* **PAGE**

^^^^^^^^

My kiddo is only 3.5, but so far she's doing pretty well in the 'real' world.

My niece, for example. She hits, pulls hair, and tells DD that she's 'bad'.

The other day, I couldn't have been more proud of DD. They were playing together, and suddenly niece wanted the toy that DD had. So, she stood up and slapped DD across the face, and screamed in her ear "Give it to me! You're BAD!".

DD stood up calmly, looked at me, then at niece, and told her "I don't like to be hit and yelled at. It makes me feel bad. Here's the toy, I'm taking a break." (A lot less eloquent, mind you, with some verb transition issues LOL but you get the jist)

She did fantastically in dealing with what most consider the 'real' world. She was calm, she diffused the situation, she expressed her feelings on what happened, and she took a break.

That was really the first time that I felt like GD/AP was really having an effect, making a difference.

^^^^^^^^

* **DATA SHOWN**
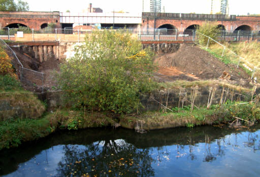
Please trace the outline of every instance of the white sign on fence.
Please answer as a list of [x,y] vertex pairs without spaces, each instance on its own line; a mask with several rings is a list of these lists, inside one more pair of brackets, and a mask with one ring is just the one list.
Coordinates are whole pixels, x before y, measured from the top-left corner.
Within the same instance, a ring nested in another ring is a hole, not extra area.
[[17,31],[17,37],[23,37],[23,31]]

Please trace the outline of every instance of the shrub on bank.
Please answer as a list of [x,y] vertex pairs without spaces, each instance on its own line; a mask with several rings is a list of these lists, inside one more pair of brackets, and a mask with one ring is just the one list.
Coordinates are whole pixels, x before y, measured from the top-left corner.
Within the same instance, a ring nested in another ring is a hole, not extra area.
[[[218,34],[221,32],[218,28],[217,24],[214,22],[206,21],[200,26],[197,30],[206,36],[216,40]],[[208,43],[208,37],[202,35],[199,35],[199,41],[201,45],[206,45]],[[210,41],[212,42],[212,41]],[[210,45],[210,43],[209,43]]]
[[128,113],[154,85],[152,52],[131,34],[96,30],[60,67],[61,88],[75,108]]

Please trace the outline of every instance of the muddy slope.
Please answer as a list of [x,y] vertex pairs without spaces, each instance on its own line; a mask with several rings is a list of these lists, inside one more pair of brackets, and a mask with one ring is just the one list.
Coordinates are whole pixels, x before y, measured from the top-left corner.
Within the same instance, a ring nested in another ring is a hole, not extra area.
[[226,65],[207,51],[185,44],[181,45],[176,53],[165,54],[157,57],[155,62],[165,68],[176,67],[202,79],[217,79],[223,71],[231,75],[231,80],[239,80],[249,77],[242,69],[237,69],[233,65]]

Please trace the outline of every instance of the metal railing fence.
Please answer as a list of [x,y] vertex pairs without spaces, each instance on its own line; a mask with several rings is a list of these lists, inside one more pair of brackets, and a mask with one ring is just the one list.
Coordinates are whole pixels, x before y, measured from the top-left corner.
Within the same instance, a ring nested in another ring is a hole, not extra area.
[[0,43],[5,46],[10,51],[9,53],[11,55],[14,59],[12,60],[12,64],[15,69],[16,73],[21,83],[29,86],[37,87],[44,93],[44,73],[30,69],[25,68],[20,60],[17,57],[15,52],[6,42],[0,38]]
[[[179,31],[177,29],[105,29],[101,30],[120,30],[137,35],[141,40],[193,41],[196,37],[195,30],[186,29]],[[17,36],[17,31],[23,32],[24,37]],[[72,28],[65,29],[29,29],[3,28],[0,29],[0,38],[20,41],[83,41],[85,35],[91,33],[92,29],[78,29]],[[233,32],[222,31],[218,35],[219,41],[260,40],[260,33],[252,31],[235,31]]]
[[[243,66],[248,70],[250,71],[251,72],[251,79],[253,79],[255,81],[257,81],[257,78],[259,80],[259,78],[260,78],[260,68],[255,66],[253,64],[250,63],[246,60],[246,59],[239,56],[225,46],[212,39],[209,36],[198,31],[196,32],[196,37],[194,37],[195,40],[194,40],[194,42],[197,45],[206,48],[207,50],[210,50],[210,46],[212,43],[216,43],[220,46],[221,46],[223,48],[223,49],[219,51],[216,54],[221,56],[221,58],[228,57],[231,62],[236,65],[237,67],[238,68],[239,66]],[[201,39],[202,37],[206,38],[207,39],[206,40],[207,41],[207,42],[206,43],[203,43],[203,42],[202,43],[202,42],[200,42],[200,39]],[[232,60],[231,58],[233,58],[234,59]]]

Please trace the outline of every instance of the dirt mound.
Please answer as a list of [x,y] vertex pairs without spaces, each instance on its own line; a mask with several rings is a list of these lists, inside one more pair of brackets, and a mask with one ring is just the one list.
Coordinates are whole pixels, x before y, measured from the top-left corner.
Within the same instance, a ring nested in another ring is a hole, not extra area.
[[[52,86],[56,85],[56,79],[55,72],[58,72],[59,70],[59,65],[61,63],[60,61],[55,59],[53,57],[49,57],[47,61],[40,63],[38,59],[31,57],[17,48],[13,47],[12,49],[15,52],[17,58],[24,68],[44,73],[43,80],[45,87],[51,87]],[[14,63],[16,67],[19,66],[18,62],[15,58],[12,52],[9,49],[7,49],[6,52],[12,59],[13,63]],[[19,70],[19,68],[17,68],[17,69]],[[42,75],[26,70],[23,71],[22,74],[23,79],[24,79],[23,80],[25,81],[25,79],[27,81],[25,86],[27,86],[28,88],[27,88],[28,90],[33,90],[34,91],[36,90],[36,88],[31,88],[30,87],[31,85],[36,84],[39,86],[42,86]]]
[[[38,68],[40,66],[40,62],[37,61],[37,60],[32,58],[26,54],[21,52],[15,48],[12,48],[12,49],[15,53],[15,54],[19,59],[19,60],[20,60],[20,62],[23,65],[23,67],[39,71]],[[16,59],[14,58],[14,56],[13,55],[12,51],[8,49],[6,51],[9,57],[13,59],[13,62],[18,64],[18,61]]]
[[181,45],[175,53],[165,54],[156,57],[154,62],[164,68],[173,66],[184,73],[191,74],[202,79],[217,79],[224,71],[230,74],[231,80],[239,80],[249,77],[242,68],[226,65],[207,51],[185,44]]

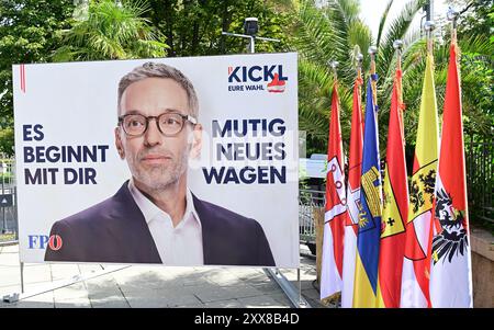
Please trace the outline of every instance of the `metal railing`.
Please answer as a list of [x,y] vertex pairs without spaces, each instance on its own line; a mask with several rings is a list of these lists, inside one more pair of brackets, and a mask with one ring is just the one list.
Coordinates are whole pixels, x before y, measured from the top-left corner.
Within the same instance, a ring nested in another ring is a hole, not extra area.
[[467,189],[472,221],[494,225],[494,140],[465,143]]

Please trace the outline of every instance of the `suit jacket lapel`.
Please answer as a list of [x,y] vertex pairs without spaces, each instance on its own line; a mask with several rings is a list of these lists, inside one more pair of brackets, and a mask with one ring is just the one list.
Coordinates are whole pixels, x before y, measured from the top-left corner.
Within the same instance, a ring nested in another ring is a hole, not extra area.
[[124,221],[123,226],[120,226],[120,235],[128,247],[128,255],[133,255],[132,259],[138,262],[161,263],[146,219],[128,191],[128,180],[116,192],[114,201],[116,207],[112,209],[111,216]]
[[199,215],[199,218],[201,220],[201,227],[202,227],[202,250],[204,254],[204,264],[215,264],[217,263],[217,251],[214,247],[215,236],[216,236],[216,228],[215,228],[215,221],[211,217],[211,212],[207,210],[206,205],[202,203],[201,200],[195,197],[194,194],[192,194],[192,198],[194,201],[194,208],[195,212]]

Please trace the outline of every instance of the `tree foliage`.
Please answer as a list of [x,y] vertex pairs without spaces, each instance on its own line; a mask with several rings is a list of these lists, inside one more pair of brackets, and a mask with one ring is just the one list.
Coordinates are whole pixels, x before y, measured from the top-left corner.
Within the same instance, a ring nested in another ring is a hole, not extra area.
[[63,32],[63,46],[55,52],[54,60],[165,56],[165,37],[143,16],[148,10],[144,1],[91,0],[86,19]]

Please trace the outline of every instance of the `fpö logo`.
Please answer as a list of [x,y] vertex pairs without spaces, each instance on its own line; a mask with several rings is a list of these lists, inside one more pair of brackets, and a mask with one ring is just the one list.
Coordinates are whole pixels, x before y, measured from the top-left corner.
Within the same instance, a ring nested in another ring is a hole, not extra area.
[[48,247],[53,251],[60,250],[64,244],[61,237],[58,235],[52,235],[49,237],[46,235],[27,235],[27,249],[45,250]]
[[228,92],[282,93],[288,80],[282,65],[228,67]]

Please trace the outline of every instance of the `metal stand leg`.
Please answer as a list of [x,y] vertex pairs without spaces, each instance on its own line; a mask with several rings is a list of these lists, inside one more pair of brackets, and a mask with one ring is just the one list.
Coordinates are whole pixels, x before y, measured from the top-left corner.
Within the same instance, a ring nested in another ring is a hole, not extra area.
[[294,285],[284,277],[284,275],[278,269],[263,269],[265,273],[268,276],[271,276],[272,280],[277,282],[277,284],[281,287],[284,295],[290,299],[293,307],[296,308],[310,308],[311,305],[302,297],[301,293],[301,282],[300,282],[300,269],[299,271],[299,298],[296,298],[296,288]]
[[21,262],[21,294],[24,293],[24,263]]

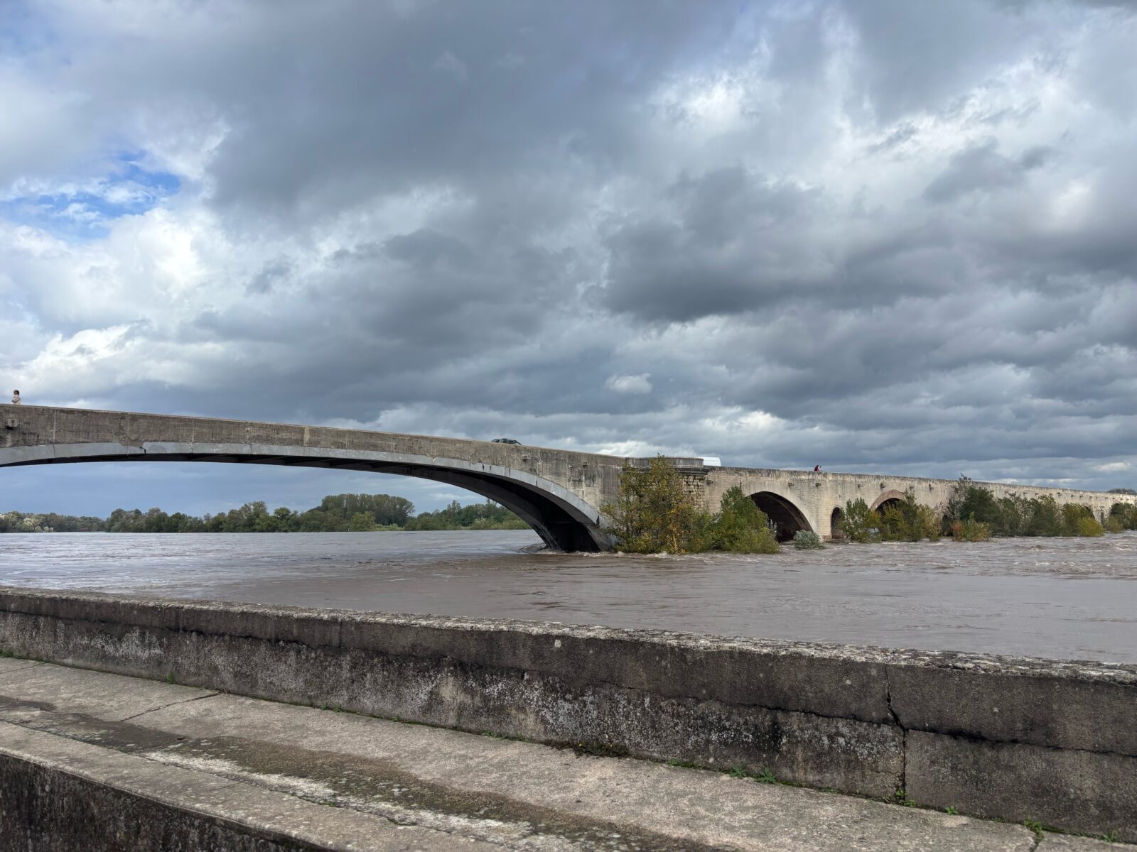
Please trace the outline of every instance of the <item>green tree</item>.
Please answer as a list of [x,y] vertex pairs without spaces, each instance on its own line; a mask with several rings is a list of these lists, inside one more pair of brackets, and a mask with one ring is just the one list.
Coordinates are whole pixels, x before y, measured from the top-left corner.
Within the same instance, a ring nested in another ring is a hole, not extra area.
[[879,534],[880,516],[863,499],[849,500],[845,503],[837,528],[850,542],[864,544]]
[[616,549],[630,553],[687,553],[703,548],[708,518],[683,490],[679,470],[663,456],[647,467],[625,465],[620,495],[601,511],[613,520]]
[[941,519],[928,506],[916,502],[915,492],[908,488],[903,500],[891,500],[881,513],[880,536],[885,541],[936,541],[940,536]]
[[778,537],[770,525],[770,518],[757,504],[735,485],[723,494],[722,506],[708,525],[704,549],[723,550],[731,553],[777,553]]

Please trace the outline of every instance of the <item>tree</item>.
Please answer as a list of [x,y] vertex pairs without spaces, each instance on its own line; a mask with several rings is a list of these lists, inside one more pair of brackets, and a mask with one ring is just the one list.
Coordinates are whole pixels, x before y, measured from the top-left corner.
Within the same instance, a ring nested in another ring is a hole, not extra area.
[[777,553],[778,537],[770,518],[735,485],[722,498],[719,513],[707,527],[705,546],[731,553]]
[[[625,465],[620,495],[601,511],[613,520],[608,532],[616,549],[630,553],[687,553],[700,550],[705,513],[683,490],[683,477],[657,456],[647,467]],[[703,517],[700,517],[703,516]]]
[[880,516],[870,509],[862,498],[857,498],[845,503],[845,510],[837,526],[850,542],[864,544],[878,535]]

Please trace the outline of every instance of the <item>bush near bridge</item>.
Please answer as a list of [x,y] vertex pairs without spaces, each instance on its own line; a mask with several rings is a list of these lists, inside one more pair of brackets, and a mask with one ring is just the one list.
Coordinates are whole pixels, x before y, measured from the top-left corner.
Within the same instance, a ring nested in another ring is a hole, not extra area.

^^^^^^^^

* **WORK TO COMPLETE**
**1.** Reproduce the part of the parenting post that starts at "DD stood up" and ends at "took a break.", word for word.
**2.** Carry on the parenting post about the slap over the toy from the point where it stops.

* **TASK-BY-TASK ANSWERS**
**1.**
DD stood up calmly, looked at me, then at niece, and told her "I don't like to be hit and yelled at. It makes me feel bad. Here's the toy, I'm taking a break." (A lot less eloquent, mind you, with some verb transition issues LOL but you get the jist)

She did fantastically in dealing with what most consider the 'real' world. She was calm, she diffused the situation, she expressed her feelings on what happened, and she took a break.

**2.**
----------



## tubulidentata2 (Aug 6, 2006)

The Daily Groove had a good, short article about why we shouldn't worry about toughening up our kids for the "real" world. It's called "I'm Not a Frog-Boiler". Here is a link: http://www.enjoyparenting.com/daily-groove/frog-boiler.

I also personally feel that it's not so bad to be a sensitive person who doesn't easily tolerate meanness from others. A sensitive person with good self-esteem is less likely to get into relationships, either friendship or otherwise, with jerks.


----------



## thismama (Mar 3, 2004)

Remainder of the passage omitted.